Stated exercise = In the listing below, copy only the lines from the line with "Where can the denim" up to and including the line with "Target: denim vest", putting "jean jacket" in place of "denim vest" and changing nothing else.

Given entries =
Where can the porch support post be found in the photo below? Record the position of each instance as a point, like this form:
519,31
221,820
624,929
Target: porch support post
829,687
* * *
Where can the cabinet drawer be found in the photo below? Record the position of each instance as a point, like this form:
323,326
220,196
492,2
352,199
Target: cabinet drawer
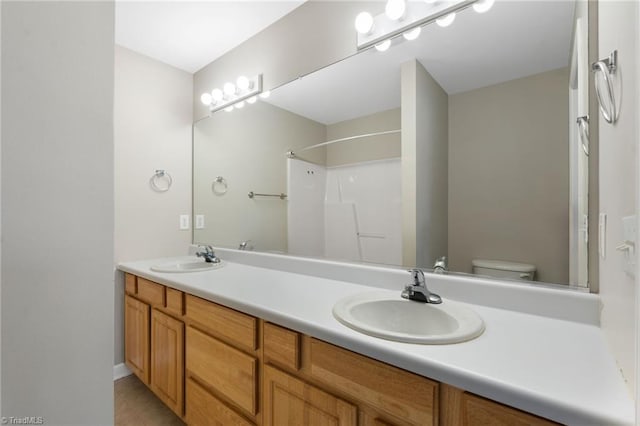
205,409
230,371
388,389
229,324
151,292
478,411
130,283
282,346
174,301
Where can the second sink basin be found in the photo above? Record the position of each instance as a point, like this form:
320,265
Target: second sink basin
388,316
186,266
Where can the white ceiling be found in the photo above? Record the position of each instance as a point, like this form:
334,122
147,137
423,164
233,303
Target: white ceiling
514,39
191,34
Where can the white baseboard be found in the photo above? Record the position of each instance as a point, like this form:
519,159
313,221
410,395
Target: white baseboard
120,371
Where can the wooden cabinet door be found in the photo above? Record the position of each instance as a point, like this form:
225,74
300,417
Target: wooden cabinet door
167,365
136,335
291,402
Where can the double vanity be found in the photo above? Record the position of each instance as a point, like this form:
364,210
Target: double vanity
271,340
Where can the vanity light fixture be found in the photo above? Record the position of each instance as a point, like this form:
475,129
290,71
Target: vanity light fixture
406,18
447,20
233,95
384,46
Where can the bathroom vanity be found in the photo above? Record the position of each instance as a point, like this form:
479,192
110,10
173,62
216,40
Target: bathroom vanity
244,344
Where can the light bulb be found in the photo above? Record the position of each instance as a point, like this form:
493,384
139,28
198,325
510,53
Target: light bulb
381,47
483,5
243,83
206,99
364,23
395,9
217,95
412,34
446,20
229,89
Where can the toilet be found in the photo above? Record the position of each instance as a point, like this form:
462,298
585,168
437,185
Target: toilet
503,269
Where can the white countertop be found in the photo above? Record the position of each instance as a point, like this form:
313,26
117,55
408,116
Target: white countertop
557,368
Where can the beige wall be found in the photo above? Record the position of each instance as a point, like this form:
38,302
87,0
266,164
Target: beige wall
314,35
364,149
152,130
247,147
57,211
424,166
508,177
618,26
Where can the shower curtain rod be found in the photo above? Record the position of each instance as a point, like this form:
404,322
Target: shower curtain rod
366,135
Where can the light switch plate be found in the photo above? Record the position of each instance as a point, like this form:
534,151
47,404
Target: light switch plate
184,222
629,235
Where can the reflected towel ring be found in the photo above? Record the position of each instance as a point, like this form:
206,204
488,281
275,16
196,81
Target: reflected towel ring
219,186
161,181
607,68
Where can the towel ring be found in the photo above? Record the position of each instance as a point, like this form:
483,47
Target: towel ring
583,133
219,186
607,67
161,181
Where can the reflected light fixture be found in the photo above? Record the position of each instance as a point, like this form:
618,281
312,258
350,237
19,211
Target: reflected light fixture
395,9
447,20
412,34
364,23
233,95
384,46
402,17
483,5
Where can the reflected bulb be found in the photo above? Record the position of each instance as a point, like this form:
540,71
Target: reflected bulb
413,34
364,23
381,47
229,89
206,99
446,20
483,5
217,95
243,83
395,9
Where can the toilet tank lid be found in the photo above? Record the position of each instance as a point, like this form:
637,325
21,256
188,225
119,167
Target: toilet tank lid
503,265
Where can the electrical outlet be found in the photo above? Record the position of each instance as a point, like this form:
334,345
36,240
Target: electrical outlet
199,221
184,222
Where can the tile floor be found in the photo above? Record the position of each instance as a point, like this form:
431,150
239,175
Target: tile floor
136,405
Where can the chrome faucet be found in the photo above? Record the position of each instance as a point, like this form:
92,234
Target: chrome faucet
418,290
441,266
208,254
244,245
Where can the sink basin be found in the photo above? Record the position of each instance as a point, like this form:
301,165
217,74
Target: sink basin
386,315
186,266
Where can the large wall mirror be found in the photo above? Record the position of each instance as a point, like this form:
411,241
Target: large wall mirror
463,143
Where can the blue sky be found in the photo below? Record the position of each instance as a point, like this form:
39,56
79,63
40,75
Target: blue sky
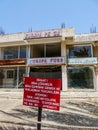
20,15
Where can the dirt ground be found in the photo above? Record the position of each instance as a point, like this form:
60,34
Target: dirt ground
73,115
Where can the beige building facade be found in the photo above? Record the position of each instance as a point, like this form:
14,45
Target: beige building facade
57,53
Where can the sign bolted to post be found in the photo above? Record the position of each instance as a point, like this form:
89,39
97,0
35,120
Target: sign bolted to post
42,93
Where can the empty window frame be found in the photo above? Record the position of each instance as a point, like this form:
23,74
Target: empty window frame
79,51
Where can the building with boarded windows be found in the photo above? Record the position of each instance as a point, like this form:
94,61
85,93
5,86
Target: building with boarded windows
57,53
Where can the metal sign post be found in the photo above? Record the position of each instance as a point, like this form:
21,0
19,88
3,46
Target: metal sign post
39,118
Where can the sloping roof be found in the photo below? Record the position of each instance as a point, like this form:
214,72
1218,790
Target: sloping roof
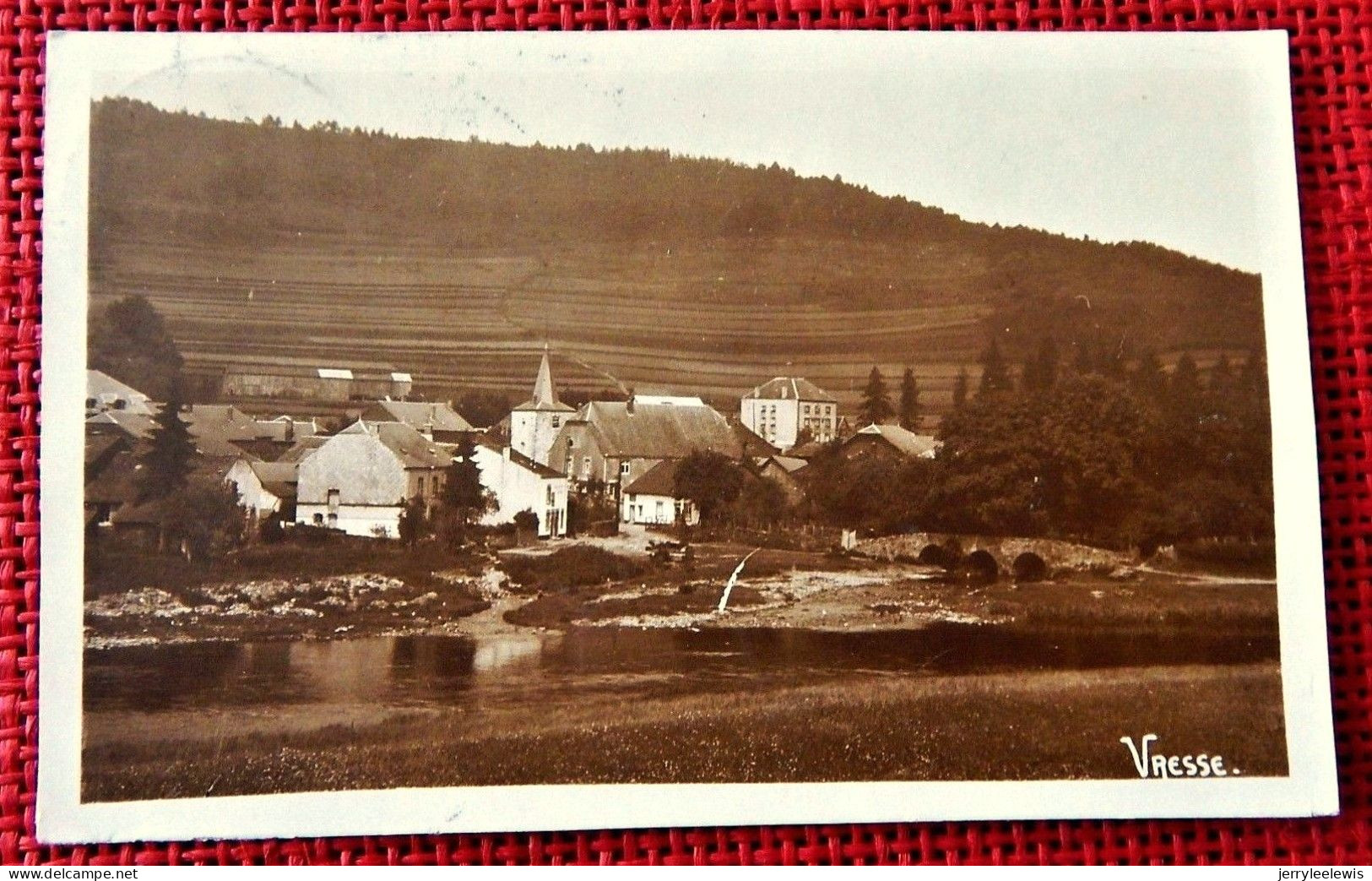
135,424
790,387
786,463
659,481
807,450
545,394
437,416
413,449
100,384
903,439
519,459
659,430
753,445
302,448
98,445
---
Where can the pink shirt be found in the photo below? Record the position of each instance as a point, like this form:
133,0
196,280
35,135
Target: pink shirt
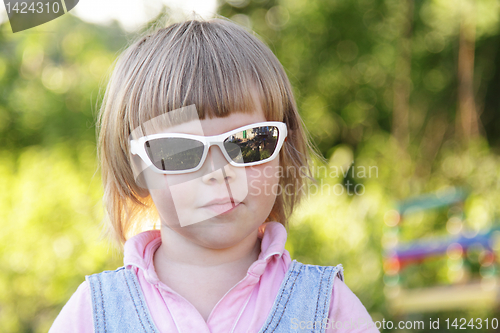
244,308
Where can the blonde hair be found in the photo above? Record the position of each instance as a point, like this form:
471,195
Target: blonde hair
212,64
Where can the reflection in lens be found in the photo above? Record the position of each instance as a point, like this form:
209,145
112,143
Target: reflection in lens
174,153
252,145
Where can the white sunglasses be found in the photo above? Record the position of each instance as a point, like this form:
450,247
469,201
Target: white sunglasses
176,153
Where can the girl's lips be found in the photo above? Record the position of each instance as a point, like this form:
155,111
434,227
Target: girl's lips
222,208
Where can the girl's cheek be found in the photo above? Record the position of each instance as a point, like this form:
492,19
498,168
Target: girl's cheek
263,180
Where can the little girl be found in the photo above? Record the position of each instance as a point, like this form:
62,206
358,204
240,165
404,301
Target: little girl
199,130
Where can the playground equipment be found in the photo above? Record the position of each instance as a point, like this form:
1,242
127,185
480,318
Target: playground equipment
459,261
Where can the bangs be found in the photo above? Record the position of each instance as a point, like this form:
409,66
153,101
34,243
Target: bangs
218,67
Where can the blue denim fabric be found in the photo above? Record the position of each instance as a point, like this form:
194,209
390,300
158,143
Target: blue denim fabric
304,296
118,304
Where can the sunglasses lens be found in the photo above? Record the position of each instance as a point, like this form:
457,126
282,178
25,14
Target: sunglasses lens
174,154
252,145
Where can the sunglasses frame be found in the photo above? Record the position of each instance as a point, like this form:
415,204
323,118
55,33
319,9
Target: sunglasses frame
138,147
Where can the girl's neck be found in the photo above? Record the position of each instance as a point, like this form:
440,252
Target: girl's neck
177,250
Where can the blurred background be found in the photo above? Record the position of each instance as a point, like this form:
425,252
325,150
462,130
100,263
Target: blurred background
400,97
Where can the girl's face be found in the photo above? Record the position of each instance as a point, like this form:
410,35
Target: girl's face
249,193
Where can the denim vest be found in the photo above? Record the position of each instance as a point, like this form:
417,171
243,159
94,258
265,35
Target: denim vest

Solution to this problem =
Where can the jean jacket be found in the photo above? Record the position of each instance as a point, like this form:
417,171
243,159
94,258
265,35
Target: jean jacket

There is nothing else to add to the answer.